Source passage ▸
=== Begin Enclosure ===

= Allotopic expression =

Type of gene expression

Allotopic expression (AE) refers to expression of genes in the cell nucleus that normally are expressed only from the mitochondrial genome. Biomedically engineered AE has been suggested as a possible future tool in gene therapy of certain mitochondria-related diseases, however this view is controversial. While this type of expression has been successfully carried out in yeast, the results in mammals have been conflicting.

== Evolution ==
In the cells of extant organisms, the vast majority of the proteins present in the mitochondria are coded for by nuclear DNA. Those genes are thought to have transferred to the eukaryotic nucleus during evolution, suggesting that genes transferred not only survived but are expressed in the cell nucleus.

== Use in therapy ==
In 2014, Gensight Biologics began a clinical program of allotopic expressing the MT-ND4 gene in the nucleus as therapies for Leber's hereditary optic neuropathy. In 2020, Gensight released Phase III clinical trial results, which showed a notable improvements against the normal progression of the disease but statistical insignificance in all areas. The company suspected the outcome was due to the transferral of viral vector DNA from the treated eye to the untreated eye of each patient, and thus a full control group trial in which the control group have no exposure to the drug may be needed if requested by the Food and Drug Administration.

Gensight plans to initiate pre-clinical studies of allotopic expressing the MT-ND1 gene after the GS010 phase 3 trial.

== Research ==
The SENS Research Foundation has reported success in expressing the ATP6 gene allotopically in vitro.

As of 6 September 2016 and as a result of funds raised at Lifespan.io, the SENS Research Foundation showed ATP6 and ATP8 could be successfully expressed with their published research appearing in Nucleic Acids Research providing proof of concept for the MitoSENS repair approach for repairing age related damage.

=== End Enclosure ===

Records shown ▸
=== Begin Enclosure ===

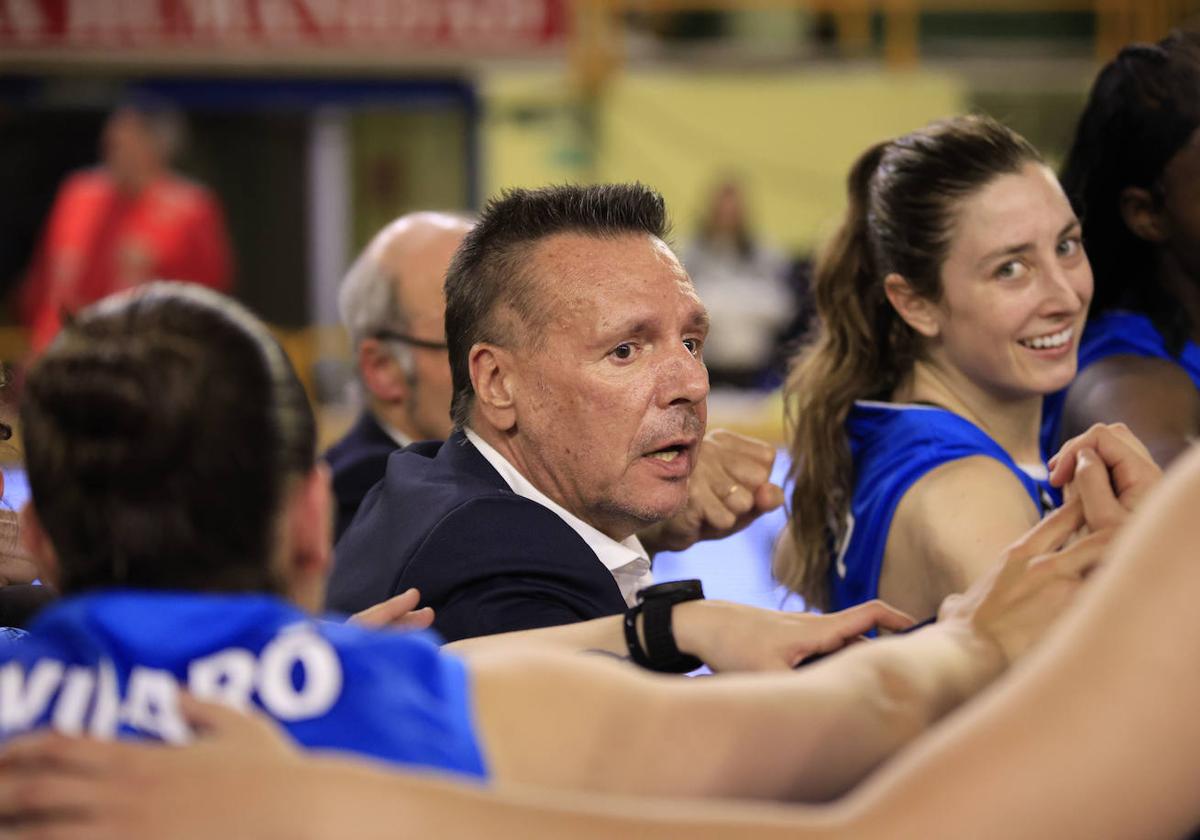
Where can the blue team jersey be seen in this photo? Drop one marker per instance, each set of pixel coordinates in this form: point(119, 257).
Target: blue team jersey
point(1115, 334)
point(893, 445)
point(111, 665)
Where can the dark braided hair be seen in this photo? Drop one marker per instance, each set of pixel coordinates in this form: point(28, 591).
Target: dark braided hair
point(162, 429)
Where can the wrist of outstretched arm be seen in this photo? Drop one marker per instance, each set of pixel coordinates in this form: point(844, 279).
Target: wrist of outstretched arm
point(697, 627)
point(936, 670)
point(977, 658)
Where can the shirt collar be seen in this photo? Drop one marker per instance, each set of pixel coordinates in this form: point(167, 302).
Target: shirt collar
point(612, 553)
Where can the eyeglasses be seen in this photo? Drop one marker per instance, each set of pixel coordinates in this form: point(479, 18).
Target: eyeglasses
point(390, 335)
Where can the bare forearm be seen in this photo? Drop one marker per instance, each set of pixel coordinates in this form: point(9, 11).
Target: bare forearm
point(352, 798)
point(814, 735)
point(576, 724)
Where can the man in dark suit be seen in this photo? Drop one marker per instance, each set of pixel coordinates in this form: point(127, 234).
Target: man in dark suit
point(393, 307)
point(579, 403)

=== End Enclosure ===
=== Begin Enclosure ===

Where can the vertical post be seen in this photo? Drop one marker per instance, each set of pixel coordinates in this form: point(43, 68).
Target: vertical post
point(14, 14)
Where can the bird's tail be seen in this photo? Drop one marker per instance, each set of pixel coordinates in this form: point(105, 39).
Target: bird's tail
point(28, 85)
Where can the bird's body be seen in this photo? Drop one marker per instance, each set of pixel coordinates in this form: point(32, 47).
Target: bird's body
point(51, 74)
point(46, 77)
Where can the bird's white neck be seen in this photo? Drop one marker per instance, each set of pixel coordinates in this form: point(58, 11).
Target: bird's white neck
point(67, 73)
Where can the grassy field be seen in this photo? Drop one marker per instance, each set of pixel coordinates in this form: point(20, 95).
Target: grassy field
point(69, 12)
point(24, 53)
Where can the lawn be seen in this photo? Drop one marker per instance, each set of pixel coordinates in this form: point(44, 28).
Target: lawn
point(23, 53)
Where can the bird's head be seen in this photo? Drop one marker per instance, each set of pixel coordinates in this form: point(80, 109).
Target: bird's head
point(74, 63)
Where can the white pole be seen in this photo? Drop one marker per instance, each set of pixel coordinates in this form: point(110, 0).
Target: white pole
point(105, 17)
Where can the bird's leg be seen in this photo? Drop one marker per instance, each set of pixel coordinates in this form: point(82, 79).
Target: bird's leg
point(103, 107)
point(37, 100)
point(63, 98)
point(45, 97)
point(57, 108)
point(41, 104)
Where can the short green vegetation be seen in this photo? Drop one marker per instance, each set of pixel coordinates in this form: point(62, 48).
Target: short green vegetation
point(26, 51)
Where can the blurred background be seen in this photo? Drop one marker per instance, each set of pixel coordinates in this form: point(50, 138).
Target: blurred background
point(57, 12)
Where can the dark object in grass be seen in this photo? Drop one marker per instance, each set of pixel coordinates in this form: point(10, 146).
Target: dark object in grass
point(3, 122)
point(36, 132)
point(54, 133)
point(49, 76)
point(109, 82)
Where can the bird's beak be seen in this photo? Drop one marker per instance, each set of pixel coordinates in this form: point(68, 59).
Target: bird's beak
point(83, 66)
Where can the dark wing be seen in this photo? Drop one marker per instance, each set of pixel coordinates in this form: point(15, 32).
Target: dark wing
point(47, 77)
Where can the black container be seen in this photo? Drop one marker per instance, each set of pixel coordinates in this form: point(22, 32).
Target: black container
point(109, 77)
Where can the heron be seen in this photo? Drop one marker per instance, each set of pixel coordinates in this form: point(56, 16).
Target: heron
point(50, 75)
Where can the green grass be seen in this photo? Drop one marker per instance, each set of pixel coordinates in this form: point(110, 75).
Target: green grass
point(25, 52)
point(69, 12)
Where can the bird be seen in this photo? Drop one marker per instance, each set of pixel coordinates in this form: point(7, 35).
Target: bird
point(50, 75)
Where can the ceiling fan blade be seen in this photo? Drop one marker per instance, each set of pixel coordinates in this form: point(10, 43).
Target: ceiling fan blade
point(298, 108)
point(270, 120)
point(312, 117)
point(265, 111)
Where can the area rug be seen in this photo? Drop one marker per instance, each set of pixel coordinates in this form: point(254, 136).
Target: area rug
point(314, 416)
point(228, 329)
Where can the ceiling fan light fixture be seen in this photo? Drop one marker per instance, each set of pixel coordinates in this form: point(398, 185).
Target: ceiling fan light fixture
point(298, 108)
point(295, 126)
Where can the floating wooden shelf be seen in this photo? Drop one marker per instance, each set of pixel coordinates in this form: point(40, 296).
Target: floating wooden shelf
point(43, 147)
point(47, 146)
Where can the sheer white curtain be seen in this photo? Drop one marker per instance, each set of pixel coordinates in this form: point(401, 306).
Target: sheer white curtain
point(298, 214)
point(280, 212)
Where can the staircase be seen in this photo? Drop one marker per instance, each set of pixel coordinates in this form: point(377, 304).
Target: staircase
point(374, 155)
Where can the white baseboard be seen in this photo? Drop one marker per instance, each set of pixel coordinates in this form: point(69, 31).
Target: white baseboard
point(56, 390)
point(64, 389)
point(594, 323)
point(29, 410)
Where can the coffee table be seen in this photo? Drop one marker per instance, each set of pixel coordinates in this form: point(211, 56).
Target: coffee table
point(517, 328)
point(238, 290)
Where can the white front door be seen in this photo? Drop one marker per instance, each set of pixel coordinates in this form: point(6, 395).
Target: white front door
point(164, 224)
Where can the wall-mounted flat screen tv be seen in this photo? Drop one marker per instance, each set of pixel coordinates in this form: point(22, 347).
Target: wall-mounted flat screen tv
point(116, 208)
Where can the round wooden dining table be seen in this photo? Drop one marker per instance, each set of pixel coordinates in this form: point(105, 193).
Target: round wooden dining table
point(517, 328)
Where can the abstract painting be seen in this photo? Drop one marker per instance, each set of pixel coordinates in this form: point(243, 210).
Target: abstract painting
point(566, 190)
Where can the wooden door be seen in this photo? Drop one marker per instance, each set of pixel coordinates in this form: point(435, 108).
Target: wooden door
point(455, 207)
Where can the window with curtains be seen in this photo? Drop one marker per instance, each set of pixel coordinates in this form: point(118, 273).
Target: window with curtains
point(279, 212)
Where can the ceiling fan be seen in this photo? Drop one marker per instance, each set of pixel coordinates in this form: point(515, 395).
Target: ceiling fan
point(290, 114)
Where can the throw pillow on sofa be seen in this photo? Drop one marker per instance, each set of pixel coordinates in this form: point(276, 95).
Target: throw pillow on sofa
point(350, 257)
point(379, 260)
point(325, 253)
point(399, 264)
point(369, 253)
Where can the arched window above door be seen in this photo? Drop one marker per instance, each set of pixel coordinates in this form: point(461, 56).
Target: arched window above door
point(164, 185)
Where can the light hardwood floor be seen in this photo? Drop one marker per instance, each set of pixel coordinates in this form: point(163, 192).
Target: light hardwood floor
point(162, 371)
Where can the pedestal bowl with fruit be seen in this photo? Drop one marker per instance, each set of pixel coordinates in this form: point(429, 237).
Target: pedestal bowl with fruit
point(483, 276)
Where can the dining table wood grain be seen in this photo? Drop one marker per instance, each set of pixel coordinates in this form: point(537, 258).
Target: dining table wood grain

=== End Enclosure ===
=== Begin Enclosure ===

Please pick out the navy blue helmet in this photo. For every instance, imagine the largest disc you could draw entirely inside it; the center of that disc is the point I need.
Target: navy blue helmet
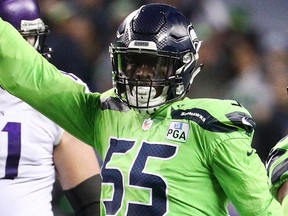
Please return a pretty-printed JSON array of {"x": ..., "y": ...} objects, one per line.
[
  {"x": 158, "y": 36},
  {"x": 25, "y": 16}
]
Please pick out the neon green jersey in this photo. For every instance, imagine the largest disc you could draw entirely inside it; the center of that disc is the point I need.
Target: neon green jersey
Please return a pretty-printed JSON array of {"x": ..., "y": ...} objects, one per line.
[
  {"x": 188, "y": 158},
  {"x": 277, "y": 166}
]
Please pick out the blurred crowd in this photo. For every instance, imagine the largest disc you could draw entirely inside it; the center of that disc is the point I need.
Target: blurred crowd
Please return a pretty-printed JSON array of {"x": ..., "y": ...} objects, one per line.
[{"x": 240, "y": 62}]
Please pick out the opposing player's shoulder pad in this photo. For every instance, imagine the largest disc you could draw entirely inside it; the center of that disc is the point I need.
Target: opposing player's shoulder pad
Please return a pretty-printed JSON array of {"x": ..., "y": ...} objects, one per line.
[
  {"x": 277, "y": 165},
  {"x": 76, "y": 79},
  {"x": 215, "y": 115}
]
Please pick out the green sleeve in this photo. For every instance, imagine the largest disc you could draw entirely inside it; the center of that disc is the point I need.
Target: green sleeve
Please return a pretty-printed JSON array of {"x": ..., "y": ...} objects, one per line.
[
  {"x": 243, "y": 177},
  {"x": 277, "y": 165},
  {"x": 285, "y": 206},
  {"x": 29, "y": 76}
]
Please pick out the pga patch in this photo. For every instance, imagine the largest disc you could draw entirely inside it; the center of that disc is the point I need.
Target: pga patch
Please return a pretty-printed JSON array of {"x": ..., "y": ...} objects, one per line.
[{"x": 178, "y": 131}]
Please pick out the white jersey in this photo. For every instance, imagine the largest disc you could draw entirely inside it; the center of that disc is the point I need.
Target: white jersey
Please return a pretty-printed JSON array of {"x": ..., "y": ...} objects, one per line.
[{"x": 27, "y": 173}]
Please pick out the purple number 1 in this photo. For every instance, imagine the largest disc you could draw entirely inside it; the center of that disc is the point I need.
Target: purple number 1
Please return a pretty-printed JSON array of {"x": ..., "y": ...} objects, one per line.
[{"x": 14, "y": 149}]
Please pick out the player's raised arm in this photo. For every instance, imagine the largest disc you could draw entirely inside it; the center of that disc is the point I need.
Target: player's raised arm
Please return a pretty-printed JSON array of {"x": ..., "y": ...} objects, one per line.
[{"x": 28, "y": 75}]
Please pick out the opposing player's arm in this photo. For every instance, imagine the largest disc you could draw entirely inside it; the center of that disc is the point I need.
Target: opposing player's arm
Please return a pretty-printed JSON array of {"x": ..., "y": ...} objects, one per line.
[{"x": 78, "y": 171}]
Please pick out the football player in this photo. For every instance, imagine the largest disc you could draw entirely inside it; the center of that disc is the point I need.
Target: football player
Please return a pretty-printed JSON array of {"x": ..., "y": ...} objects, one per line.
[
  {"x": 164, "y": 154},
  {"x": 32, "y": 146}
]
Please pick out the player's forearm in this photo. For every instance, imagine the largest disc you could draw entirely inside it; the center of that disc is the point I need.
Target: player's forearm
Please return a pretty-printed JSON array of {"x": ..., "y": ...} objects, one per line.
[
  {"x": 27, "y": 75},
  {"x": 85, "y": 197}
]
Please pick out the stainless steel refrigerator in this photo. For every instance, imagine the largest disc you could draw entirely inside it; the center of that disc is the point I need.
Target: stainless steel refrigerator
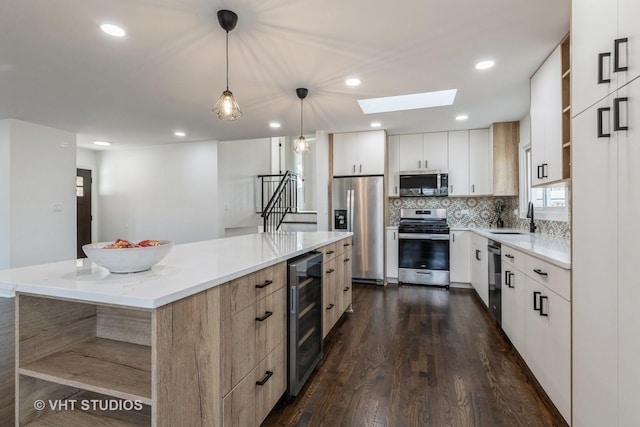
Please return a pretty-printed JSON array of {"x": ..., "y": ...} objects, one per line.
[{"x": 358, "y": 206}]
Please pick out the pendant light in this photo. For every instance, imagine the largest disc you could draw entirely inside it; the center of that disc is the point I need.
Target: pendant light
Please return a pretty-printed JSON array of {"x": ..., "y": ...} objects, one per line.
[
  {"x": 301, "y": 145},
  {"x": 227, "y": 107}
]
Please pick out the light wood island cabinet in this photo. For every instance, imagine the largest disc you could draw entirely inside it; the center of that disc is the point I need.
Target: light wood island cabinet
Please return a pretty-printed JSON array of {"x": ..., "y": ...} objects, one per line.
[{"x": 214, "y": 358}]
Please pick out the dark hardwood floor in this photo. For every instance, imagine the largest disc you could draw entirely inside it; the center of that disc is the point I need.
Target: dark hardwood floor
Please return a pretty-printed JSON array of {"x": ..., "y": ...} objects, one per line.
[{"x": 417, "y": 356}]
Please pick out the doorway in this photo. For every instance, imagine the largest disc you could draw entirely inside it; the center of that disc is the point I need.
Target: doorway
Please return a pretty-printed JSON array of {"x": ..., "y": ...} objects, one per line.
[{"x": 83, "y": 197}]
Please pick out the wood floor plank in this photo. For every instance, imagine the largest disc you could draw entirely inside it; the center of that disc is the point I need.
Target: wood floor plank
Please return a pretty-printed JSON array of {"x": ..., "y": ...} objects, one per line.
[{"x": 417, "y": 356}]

=== End Enclosure ===

The task ▸ Write out the allotopic expression text above in full, word for word.

Finished exercise ▸
= Allotopic expression =

Type of gene expression

Allotopic expression (AE) refers to expression of genes in the cell nucleus that normally are expressed only from the mitochondrial genome. Biomedically engineered AE has been suggested as a possible future tool in gene therapy of certain mitochondria-related diseases, however this view is controversial. While this type of expression has been successfully carried out in yeast, the results in mammals have been conflicting.

== Evolution ==
In the cells of extant organisms, the vast majority of the proteins present in the mitochondria are coded for by nuclear DNA. Those genes are thought to have transferred to the eukaryotic nucleus during evolution, suggesting that genes transferred not only survived but are expressed in the cell nucleus.

== Use in therapy ==
In 2014, Gensight Biologics began a clinical program of allotopic expressing the MT-ND4 gene in the nucleus as therapies for Leber's hereditary optic neuropathy. In 2020, Gensight released Phase III clinical trial results, which showed a notable improvements against the normal progression of the disease but statistical insignificance in all areas. The company suspected the outcome was due to the transferral of viral vector DNA from the treated eye to the untreated eye of each patient, and thus a full control group trial in which the control group have no exposure to the drug may be needed if requested by the Food and Drug Administration.

Gensight plans to initiate pre-clinical studies of allotopic expressing the MT-ND1 gene after the GS010 phase 3 trial.

== Research ==
The SENS Research Foundation has reported success in expressing the ATP6 gene allotopically in vitro.

As of 6 September 2016 and as a result of funds raised at Lifespan.io, the SENS Research Foundation showed ATP6 and ATP8 could be successfully expressed with their published research appearing in Nucleic Acids Research providing proof of concept for the MitoSENS repair approach for repairing age related damage.